# PROBLEM TO SOLVE
Please give the data again in full, exactly as it reads.

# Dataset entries

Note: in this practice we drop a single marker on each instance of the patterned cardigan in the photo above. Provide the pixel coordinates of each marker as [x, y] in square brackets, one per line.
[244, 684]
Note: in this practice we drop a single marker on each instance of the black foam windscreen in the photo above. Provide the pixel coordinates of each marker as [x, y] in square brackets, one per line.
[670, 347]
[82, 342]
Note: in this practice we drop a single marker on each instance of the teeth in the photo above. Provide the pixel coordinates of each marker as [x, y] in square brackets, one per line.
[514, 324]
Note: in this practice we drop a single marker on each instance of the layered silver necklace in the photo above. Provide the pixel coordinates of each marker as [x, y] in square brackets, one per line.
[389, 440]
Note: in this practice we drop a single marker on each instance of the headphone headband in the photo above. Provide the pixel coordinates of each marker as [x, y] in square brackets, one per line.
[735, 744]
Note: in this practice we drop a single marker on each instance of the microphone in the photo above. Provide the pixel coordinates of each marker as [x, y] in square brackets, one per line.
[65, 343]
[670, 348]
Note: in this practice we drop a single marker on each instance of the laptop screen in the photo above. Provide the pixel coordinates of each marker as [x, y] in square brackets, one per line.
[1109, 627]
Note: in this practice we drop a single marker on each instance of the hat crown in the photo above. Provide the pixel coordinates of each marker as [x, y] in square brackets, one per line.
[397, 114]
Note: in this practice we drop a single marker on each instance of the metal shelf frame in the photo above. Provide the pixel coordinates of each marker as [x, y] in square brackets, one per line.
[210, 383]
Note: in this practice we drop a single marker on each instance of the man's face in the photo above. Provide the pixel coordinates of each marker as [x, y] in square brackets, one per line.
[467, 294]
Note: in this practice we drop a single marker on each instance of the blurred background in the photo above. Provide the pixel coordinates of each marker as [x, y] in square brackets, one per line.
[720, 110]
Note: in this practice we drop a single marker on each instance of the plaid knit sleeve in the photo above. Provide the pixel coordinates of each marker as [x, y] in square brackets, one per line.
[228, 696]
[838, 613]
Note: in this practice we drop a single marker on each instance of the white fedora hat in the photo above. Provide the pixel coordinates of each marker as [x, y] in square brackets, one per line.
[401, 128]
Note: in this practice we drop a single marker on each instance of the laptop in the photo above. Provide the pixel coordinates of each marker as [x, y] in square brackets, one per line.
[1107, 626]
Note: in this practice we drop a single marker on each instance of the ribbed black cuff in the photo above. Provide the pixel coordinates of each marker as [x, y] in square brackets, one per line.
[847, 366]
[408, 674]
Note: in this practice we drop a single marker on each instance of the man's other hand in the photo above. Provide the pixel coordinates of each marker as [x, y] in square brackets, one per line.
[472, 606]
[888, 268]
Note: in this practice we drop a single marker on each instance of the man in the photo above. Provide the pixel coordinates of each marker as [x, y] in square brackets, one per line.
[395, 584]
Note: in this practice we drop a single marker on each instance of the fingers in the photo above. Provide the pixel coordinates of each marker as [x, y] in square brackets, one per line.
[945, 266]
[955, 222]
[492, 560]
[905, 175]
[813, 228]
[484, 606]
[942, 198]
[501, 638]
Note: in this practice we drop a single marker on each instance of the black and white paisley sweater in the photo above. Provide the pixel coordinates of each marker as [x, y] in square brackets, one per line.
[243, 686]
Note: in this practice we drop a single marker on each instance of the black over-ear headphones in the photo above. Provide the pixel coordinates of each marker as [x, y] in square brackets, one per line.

# SOLUTION TO THIS TASK
Note: in this practice we drop a single marker on each instance of the patterned cardigan in the photo above. Provide the pixel coordinates of each marker as [x, y] in square brackets, one per line.
[244, 684]
Note: in this practice we drop a single marker on each instance of the black foam windscreen in the photo above. Provide the pixel coordinates of each marker as [x, y] in square brackets, one per line.
[670, 347]
[82, 342]
Note: in this practice we drop a single marker on each instance of the teeth in the photo above. Provide the pixel coordinates of each marker as [x, y] in square brackets, one per line.
[514, 324]
Note: in this practice we drop a single marker on each instance of the layered silver necklace in the photo above. Provide the pixel coordinates of each marker as [x, y] in square brackets, one per line.
[389, 440]
Note: in this practice we drop a single marker on each instance of the headphone headband in the photo above. Provide the pixel coordinates of each marker as [x, y] in square brackets, one per line.
[735, 744]
Note: in this practice we drop a single marker on each instance of the microphone in the photo above. Provide the pixel coordinates of each marker as [x, y] in square brackets, one per line.
[65, 343]
[670, 348]
Note: in this practice we drop a single marker on each instance of the laptop screen in the photo above. Provide the pixel coordinates of each marker as [x, y] in square brackets, one per line.
[1109, 627]
Note: in this practice we drop a single marker on each instance of the hat crown in the photo above. Provide the pixel coordinates of each marker as [x, y] in square brackets, one per line.
[397, 114]
Note: in this practice we drop a single marker on each instance of the metal shelf frame in the photo above. Provide the pixel coordinates of each marker as [x, y] in square brackets, one per line.
[210, 383]
Note: in this practice we drop a single marker on each instance of the man's face in the photo above. Provide the pixel coordinates of each marker as [x, y] in square brackets, one per line.
[467, 294]
Note: in this practice we drop a single marker on each instance of the blurred background in the photo above. Provide the pixel coordinates of each marker as [x, y] in square brackets, one per line.
[720, 110]
Note: in this practice we drop a single marker on each instance of the plaid knit sleeve in the photo above. Provide the pixel coordinates of each marker as [x, y] in square brackets, one per line.
[228, 696]
[838, 613]
Note: in this practice we drop a single marker on each instance of the white fedora hat in the photo above. Provide the pixel coordinates of each marker as [x, y] in square brackets, one per line.
[401, 128]
Note: in this practice we drop a single marker on each instance of the laptop in the photo above. Provide the pixel coordinates of each marker as [x, y] in square brackets, one per line.
[1107, 626]
Note: in this practice we drop a single marker on each instance of the ribbed black cuff in the photo above. Provide the pixel coordinates of each marker as [x, y] in square brackets, one per line.
[847, 366]
[408, 674]
Note: in this practice we drop a single marker on each instance of the man's other hand in the photo above. Provide the pixel coordinates of each marker as [x, y] in square brackets, one per line.
[472, 606]
[888, 268]
Note: in this practice we drop a single marker on each instance of the man in the photo above. Provide the pixel coordinates of each marker as [x, y] in square brackets, one per line.
[395, 584]
Note: in this practice we drop a single marker on each instance of the fingers in the photo above. Provide the pixel coordinates of each marker as [x, y] in square brackets, one per line.
[945, 266]
[955, 222]
[492, 560]
[905, 175]
[813, 228]
[484, 606]
[942, 198]
[501, 638]
Note: in this practice we drop a single marker on each instance of the black and white paisley sweater in the photo above. Provide the pixel coordinates of each marker as [x, y] in square brackets, one per line.
[243, 686]
Note: in this practice we drop a single marker on each instance of the black over-ear headphones in the photo above. Provide the pixel coordinates of each marker as [x, y] in square brackets, one per line.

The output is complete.